EXERCISE BRIEF:
In the text on George Edwin Bissell below, turn the paragraph starting "He studied the art of sculpture abroad" into a short bulleted list that keeps its main facts.
++++ QUOTED TEXT
George Edwin Bissell (February 16, 1839 – August 30, 1920) was an American sculptor.

Biography
Bissell was born New Preston, Connecticut, the son of a quarryman and marble-cutter. During the American Civil War he served as a private in the 23rd Connecticut Volunteers in the Department of the Gulf (1862–1863), and on being mustered out became acting assistant paymaster in the South Atlantic Squadron. At the close of the war he joined his father's marble business in Poughkeepsie, New York.

He studied the art of sculpture abroad in 1875–1876, and lived much in Paris during the years 1883–1896, with occasional visits to America. 
Bissell also created smaller works, such as a bust of President Abraham Lincoln as well as a larger statue of the president.
++++++++
++++ SUPPLIED MATERIAL
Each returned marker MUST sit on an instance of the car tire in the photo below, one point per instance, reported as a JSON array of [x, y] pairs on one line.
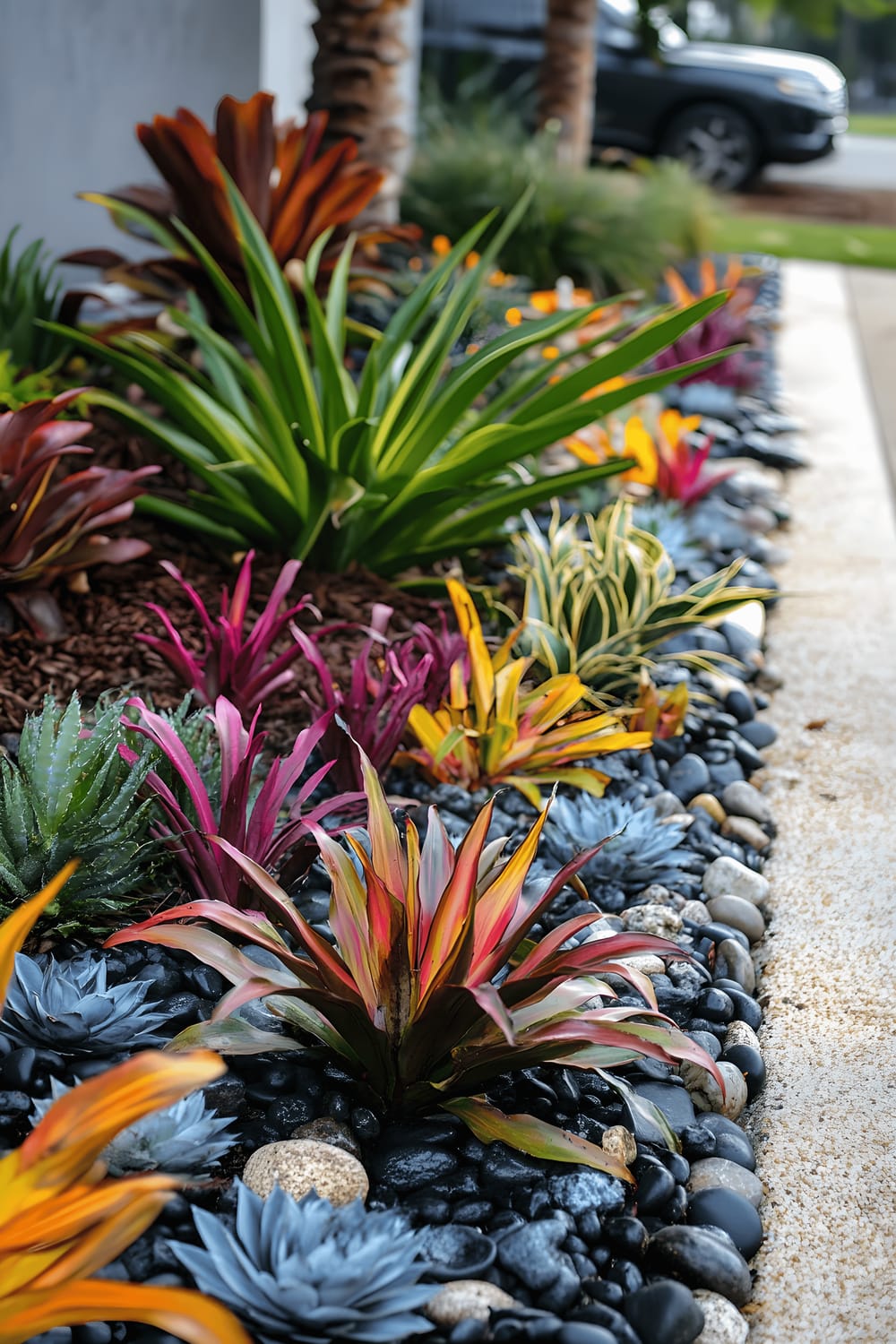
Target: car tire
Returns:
[[716, 142]]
++++++++
ANSWER TO THIS PROBLEM:
- Studied sculpture abroad in 1875–1876.
- Lived much in Paris from 1883 to 1896, with occasional visits to America.
- Created smaller works, such as a bust of President Abraham Lincoln, as well as a larger statue of the president.